- 문서 발췌 -

'''

>RE::VISION CRM

R 데이터 분석

[kbdaa_bda] 고객빅데이터분석 _은행모델

YONG_X 2017. 9. 21. 13:35

# 은행 타겟 마케팅 사례 - 모델링 종합 연습



#-----------[ Bank Marketing ]--------


# set path

# setwd("E:/restore_Yong/0_RnModeling20161215/bank/")


# import data

# bnk01 <- read.csv("bank-additional-full1.csv")

bnk01 <- read.csv("https://t1.daumcdn.net/cfile/blog/2235793B588EED2E33?download")


# understand the data set

dim(bnk01)

names(bnk01)

head(bnk01)

nrow(bnk01)


table(bnk01$y)


# 종속변수에서 yes가 차지하는 비율 확인

summary(bnk01$y)[2]/(summary(bnk01$y)[1]+summary(bnk01$y)[2])*100


# explore variables

plot(bnk01$age)

plot(sort(bnk01$age))


plot(table(bnk01$housing, bnk01$loan), ylab="loan", xlab="housing")


plot(jitter(bnk01$age), bnk01$duration, cex.lab=1.2, cex.axis=0.7, cex=.3, pch=20, col=ifelse(bnk01$y=="yes", "navy","green")) 


counts <- table(bnk01$y, bnk01$marital)

barplot(counts, main="Y by marital",

  xlab="Marital Status",

  legend = rownames(counts))

'''

- 수행 과제 -
은행 마케팅 R 분석 글에서 "table(bnk01$y)"부터 "plot(sort(bnk01$age))"까지, 양 끝 부분을 포함하여 원문 그대로 다시 적으십시오. 다음 항목들은 은행 마케팅 R 분석 글과 관련이 없습니다.

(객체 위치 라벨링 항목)
'''

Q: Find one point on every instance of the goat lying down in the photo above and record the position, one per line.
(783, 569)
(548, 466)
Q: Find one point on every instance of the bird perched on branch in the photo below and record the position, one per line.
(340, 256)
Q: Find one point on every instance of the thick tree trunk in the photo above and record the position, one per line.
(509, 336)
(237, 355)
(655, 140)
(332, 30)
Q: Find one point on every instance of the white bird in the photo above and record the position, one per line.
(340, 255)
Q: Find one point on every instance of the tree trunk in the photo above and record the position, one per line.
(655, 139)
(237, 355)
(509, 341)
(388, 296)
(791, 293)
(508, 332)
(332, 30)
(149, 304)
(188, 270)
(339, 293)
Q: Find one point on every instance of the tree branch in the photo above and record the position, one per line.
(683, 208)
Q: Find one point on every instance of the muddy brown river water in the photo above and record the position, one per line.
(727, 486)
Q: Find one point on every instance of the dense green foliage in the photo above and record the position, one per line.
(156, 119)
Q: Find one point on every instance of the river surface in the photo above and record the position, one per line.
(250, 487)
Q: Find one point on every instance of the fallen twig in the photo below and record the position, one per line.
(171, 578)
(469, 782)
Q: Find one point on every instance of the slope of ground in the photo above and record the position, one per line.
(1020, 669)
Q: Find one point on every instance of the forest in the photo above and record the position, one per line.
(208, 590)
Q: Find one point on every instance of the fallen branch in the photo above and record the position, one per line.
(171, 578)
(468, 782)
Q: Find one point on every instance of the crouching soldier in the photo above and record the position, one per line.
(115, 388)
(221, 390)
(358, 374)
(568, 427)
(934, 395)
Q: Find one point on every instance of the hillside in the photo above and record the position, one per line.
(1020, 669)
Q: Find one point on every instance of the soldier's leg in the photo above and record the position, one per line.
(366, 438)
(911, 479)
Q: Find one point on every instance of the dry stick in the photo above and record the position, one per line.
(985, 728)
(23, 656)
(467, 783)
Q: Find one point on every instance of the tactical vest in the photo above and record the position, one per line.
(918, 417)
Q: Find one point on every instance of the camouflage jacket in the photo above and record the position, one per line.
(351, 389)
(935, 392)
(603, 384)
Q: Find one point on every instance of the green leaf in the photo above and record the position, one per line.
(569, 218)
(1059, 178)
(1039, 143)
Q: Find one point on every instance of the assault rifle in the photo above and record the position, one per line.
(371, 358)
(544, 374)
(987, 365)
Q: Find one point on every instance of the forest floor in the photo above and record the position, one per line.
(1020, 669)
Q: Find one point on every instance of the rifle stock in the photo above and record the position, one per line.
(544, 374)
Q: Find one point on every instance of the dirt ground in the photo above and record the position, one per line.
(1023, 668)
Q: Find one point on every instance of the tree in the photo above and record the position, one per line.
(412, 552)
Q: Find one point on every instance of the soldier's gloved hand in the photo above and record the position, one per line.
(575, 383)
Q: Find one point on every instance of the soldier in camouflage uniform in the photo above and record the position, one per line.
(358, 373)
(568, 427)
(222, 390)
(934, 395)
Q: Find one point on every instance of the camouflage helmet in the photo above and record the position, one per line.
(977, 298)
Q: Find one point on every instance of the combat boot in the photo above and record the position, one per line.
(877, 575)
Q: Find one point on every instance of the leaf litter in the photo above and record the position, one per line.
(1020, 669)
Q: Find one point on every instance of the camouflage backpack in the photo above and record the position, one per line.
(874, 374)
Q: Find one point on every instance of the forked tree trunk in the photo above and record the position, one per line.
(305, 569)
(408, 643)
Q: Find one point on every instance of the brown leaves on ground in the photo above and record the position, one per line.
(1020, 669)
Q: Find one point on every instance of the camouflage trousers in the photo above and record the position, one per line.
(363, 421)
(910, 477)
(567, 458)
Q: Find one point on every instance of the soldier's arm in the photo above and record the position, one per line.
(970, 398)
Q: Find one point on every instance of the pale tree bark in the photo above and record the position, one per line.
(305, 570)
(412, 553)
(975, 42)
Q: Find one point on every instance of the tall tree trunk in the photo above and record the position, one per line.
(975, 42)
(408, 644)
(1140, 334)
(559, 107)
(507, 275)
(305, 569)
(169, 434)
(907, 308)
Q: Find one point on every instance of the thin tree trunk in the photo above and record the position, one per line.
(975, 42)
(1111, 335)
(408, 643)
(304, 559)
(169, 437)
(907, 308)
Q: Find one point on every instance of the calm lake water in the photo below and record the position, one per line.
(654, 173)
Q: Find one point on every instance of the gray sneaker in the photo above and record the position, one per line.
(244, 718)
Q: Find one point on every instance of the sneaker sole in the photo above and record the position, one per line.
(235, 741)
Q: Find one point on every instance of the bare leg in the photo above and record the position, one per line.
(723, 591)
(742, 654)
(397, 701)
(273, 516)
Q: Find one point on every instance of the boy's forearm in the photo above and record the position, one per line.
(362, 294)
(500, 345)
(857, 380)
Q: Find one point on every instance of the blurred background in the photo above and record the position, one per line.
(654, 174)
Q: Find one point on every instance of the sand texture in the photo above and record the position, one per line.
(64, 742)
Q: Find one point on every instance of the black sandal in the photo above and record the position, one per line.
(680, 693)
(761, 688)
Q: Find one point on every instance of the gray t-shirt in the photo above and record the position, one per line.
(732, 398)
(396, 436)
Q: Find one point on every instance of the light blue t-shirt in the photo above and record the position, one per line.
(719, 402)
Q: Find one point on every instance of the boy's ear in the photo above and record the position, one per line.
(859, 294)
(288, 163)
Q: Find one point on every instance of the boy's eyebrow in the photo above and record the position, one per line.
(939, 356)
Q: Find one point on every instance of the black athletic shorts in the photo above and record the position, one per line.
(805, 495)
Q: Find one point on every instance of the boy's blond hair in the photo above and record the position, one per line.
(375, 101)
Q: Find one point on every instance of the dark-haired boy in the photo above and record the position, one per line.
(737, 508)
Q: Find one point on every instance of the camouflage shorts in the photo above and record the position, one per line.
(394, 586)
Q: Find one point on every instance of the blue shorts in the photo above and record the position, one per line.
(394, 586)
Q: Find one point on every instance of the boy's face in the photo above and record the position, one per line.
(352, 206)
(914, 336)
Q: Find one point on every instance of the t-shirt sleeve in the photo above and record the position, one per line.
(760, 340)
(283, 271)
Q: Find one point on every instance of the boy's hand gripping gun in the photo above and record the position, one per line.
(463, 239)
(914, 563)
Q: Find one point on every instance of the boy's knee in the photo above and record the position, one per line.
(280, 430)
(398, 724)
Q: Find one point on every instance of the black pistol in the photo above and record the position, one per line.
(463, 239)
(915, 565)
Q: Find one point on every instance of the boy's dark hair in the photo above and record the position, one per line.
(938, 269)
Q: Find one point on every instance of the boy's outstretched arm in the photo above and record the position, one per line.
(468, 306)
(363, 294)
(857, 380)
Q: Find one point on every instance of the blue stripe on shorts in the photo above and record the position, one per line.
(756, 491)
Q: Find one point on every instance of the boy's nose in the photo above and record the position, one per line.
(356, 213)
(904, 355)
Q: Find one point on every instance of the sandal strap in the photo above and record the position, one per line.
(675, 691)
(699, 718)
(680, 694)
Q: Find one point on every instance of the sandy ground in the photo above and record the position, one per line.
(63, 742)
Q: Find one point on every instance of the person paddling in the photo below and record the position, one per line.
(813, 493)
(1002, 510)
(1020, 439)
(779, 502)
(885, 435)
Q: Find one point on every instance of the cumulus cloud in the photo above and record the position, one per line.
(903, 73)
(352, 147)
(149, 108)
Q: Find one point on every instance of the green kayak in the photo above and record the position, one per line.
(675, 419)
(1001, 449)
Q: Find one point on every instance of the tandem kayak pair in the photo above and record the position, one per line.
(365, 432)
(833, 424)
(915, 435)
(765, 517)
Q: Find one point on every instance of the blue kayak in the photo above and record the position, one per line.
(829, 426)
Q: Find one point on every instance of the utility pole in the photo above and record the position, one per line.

'''

- 과제 답변 -
table(bnk01$y)


# 종속변수에서 yes가 차지하는 비율 확인

summary(bnk01$y)[2]/(summary(bnk01$y)[1]+summary(bnk01$y)[2])*100


# explore variables

plot(bnk01$age)

plot(sort(bnk01$age))